Look in the data below for the line that contains "Reviewer note: check that each instance of the building". Copy that line and the remaining lines exactly.

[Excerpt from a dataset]
┌────────
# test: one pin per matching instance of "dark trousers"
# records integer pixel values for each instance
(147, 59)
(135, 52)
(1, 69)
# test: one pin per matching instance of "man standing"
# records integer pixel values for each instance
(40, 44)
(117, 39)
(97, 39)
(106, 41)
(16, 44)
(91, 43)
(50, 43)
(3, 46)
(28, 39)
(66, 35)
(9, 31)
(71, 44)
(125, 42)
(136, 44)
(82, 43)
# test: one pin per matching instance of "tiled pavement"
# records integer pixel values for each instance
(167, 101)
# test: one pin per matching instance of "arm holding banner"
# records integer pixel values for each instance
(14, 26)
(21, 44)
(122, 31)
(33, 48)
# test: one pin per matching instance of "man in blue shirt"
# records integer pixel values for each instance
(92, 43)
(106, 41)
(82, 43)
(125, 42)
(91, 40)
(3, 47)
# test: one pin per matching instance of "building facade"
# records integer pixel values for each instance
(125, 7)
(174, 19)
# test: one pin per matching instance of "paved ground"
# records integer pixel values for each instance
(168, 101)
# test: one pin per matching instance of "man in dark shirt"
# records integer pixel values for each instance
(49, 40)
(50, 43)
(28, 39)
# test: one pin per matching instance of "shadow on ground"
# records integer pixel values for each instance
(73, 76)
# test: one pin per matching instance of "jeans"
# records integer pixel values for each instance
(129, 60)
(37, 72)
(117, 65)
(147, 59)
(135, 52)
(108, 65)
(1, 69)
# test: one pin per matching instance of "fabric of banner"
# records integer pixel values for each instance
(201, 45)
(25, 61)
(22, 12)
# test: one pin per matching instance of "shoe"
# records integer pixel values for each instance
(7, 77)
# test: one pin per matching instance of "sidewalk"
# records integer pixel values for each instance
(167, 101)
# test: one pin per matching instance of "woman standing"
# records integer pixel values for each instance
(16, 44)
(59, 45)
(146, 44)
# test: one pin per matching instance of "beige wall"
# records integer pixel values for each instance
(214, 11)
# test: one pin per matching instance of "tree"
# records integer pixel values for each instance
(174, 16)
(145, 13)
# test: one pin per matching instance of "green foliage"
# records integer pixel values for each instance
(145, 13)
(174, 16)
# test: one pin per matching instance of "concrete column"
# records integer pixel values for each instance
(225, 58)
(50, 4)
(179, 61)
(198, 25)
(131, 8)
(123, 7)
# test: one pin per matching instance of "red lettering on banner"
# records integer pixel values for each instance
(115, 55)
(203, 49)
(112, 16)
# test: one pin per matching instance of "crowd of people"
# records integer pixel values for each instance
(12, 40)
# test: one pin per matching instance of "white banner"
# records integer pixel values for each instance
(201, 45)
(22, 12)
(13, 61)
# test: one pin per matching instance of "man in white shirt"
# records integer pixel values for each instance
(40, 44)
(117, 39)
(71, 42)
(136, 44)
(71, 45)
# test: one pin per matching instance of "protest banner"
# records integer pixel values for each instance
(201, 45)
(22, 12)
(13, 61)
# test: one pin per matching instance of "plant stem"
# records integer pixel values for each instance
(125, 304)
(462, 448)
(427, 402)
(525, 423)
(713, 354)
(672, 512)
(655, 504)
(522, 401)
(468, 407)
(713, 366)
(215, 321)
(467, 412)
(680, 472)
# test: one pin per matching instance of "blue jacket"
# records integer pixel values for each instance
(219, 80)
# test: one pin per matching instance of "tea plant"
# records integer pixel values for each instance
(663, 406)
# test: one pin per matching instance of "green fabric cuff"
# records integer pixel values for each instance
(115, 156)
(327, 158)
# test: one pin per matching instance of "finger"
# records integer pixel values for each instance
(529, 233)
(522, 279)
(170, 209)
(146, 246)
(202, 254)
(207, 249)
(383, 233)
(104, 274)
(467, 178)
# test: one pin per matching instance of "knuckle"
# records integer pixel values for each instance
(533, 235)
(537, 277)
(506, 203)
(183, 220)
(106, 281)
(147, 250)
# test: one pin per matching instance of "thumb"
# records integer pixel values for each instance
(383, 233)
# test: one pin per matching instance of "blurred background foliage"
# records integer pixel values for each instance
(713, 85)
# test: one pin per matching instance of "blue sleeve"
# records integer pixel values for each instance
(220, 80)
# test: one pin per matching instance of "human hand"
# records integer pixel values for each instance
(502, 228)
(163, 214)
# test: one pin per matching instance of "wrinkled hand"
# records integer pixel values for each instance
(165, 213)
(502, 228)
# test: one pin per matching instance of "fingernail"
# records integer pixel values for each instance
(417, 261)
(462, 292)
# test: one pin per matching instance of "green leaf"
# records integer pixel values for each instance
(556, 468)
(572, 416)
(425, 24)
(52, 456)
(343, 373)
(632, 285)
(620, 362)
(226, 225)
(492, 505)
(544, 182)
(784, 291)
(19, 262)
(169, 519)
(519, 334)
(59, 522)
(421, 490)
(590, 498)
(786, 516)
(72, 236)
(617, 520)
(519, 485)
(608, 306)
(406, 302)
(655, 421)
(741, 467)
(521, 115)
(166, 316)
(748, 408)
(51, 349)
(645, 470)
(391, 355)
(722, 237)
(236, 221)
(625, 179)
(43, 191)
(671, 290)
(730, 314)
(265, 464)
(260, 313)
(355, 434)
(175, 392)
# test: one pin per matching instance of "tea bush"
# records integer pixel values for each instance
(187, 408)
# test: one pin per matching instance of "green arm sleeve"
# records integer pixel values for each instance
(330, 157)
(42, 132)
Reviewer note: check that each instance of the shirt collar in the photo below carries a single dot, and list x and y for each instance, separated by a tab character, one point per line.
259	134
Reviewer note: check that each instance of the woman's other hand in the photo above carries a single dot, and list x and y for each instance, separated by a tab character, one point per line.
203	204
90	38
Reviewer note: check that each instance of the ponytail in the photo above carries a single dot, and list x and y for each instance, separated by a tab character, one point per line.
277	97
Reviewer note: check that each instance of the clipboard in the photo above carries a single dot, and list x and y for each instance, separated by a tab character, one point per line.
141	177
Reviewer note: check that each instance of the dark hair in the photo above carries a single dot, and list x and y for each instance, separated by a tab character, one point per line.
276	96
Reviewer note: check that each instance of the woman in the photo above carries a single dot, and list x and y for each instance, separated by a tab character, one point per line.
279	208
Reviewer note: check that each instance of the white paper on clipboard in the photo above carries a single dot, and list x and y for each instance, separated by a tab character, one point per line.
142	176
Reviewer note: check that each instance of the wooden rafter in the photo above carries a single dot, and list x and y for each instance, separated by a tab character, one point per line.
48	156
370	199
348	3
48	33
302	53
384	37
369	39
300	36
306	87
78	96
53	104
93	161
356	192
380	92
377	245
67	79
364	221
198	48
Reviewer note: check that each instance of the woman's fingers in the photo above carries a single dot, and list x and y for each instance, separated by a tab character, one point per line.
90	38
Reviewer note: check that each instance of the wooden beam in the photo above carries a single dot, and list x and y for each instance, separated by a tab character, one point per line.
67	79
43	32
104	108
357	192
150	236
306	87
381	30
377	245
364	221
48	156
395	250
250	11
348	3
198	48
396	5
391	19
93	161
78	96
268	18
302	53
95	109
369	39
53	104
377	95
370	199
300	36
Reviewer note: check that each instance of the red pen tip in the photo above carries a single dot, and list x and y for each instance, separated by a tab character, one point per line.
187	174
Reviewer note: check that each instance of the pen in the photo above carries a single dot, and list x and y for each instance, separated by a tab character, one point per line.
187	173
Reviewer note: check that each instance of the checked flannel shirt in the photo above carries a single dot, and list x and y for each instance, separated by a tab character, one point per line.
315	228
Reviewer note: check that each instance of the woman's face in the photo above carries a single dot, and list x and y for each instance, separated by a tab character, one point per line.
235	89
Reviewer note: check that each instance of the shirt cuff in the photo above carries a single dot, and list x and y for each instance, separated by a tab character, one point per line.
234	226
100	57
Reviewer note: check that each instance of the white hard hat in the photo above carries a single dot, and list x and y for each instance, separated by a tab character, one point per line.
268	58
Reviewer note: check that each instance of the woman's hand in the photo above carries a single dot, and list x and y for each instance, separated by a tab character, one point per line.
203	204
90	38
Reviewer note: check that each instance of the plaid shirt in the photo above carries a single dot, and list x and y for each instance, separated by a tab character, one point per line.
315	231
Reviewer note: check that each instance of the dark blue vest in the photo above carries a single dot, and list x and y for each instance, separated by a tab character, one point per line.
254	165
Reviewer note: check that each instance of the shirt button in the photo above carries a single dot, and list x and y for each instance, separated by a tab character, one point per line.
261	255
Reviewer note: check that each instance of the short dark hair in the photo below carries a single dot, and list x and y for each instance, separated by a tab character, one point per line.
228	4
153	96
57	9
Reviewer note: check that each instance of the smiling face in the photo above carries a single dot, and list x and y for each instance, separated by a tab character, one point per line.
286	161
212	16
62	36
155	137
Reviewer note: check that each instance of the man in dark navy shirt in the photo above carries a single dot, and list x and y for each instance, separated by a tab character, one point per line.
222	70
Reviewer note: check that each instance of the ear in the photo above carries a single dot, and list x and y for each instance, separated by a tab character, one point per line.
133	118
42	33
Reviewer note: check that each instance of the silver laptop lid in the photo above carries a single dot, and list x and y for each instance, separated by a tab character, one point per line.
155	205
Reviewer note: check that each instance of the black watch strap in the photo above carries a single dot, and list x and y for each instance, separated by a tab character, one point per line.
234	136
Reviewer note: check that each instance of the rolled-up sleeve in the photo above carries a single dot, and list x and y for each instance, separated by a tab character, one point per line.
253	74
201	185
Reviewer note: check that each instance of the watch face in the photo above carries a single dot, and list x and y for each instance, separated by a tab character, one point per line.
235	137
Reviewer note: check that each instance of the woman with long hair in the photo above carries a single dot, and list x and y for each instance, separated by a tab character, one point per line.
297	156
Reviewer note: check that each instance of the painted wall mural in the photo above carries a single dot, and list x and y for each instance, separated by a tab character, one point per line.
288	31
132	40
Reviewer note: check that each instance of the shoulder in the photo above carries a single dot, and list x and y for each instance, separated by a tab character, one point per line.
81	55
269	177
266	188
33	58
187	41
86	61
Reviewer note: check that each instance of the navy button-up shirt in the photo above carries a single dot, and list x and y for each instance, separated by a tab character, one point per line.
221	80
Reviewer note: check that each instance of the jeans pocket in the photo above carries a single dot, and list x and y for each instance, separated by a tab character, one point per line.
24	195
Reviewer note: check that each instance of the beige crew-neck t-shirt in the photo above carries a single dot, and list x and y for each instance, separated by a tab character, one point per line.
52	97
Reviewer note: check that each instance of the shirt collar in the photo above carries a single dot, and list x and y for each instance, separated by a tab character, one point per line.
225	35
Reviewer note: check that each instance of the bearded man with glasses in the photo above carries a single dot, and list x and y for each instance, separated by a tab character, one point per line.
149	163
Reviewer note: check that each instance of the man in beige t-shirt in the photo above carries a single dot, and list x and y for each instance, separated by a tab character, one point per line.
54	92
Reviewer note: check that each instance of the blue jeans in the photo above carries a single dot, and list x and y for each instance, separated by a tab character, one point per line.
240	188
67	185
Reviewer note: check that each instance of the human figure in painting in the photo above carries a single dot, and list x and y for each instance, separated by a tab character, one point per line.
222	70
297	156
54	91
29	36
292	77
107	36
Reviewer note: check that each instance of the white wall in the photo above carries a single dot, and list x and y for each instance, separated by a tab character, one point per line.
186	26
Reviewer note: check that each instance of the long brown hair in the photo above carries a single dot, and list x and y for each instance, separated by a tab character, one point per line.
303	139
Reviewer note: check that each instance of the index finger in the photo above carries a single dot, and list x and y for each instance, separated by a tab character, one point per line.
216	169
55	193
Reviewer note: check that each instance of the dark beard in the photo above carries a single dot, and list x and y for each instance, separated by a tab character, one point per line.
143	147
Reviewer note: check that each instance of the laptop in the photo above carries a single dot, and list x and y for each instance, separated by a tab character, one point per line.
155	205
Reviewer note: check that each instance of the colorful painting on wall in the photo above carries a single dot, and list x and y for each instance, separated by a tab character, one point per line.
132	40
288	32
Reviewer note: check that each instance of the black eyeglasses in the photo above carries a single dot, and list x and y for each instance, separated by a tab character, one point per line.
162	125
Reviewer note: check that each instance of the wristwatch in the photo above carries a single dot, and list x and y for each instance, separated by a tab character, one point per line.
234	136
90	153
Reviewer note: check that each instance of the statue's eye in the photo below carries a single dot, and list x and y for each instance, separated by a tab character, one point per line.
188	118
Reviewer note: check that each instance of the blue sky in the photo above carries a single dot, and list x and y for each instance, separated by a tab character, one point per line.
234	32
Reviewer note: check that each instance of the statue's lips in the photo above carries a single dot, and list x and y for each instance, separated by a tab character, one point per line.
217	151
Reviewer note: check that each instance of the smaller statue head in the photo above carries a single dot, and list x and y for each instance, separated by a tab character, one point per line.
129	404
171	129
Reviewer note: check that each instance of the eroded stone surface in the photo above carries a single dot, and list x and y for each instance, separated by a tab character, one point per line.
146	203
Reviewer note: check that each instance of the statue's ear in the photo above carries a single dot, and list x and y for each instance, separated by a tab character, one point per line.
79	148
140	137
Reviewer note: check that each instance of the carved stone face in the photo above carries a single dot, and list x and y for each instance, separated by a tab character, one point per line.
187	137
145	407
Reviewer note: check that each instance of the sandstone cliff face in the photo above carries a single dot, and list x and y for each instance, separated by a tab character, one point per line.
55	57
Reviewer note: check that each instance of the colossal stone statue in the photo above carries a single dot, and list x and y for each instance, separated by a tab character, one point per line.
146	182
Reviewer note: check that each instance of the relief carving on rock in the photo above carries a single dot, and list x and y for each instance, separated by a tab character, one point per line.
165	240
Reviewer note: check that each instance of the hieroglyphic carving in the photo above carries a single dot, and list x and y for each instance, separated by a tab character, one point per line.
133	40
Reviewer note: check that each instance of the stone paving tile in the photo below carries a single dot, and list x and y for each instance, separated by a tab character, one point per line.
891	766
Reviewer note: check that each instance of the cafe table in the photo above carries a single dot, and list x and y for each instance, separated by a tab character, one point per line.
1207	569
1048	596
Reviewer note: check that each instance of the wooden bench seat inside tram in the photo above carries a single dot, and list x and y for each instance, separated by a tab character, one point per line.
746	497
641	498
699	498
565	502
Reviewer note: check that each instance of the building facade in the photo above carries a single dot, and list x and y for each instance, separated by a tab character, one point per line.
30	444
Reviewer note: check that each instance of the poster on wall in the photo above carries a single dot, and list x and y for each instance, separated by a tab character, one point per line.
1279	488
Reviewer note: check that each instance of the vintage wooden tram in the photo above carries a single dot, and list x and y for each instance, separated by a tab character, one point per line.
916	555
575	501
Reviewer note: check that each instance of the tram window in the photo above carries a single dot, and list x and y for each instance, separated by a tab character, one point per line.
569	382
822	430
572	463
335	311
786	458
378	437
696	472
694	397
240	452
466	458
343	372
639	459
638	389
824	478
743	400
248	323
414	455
└────────
Final result »
Reviewer note: check that each instance of the building facade in the photo above carries a single dot, and list x and y for each instance, separated by a tab character, one point per line.
30	444
Reviewer note: check that each instance of the poster on wall in the photo above carries a single dot, and list x and y for each instance, separated by a tab character, one point per line.
1279	488
Reviewer note: check that each instance of the vintage wooden tram in the photo above carries a single dot, and list x and y for each instance, separated by a tab character, one point per line.
916	555
575	501
Reviewer note: check that each instance of the tram window in the photo above carries a single dot, and list x and y for each instance, separated by a tab character, one point per line.
569	382
822	430
572	463
335	311
786	458
378	437
696	472
694	397
240	452
466	458
343	372
639	459
638	389
824	478
743	400
248	323
414	455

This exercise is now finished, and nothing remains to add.